§ REQUIRED ACTION
Reproduce all of the data below exactly as given, line for line, with no changes.

§ RECORD SET
++++++++++++++++++++
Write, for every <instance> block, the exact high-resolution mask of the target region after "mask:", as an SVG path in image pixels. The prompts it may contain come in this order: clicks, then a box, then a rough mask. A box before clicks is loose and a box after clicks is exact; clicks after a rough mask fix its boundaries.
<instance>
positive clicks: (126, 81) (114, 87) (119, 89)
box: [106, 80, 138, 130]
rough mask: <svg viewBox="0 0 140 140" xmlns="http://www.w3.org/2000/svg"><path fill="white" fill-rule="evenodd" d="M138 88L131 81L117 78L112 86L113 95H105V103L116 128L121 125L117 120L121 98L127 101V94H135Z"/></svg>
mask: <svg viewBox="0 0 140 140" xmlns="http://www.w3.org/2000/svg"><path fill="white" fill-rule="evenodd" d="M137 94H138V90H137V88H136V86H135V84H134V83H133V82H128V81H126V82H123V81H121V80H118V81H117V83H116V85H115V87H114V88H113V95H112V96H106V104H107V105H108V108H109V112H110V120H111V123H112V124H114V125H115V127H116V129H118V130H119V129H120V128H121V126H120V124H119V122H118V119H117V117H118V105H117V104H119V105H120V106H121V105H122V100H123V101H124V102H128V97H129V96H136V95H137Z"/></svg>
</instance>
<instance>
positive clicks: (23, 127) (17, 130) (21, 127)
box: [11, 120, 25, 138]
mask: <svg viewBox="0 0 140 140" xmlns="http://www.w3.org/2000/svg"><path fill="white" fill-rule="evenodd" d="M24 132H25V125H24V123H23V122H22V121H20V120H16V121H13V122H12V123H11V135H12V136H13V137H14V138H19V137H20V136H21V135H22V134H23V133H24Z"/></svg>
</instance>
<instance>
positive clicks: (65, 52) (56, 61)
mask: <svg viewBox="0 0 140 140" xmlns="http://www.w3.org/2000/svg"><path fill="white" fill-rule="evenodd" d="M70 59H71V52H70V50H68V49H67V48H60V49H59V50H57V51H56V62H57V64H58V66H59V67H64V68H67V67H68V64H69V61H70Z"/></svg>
++++++++++++++++++++
§ YOUR SOLUTION
Write, for every <instance> block, the exact high-resolution mask of the target region after "mask:", as an SVG path in image pixels. The prompts it may contain come in this order: clicks, then a box, then a rough mask. A box before clicks is loose and a box after clicks is exact; clicks after a rough mask fix its boundaries.
<instance>
positive clicks: (126, 81) (114, 87) (119, 89)
box: [106, 80, 138, 130]
rough mask: <svg viewBox="0 0 140 140" xmlns="http://www.w3.org/2000/svg"><path fill="white" fill-rule="evenodd" d="M138 88L131 81L117 78L112 86L113 95H105V103L116 128L121 125L117 120L121 98L127 101V94H135Z"/></svg>
mask: <svg viewBox="0 0 140 140" xmlns="http://www.w3.org/2000/svg"><path fill="white" fill-rule="evenodd" d="M137 94H138V90H137V88H136V86H135V84H134V83H133V82H128V81H126V82H123V81H121V80H118V81H117V83H116V85H115V87H114V88H113V95H112V96H106V104H107V105H108V108H109V112H110V120H111V123H112V124H114V125H115V127H116V129H118V130H119V129H120V128H121V126H120V124H119V122H118V119H117V117H118V105H117V104H119V105H120V106H121V105H122V100H123V101H124V102H128V97H129V96H136V95H137Z"/></svg>
</instance>
<instance>
positive clicks: (23, 127) (17, 130) (21, 127)
box: [11, 120, 25, 138]
mask: <svg viewBox="0 0 140 140" xmlns="http://www.w3.org/2000/svg"><path fill="white" fill-rule="evenodd" d="M24 132H25V125H24V123H23V122H22V121H20V120H16V121H13V122H12V123H11V135H12V136H13V137H14V138H19V137H20V136H21V135H22V134H23V133H24Z"/></svg>
</instance>
<instance>
positive clicks: (65, 52) (56, 61)
mask: <svg viewBox="0 0 140 140" xmlns="http://www.w3.org/2000/svg"><path fill="white" fill-rule="evenodd" d="M70 59H71V52H70V50H68V49H67V48H60V49H59V50H57V51H56V62H57V64H58V66H59V67H64V68H67V67H68V64H69V61H70Z"/></svg>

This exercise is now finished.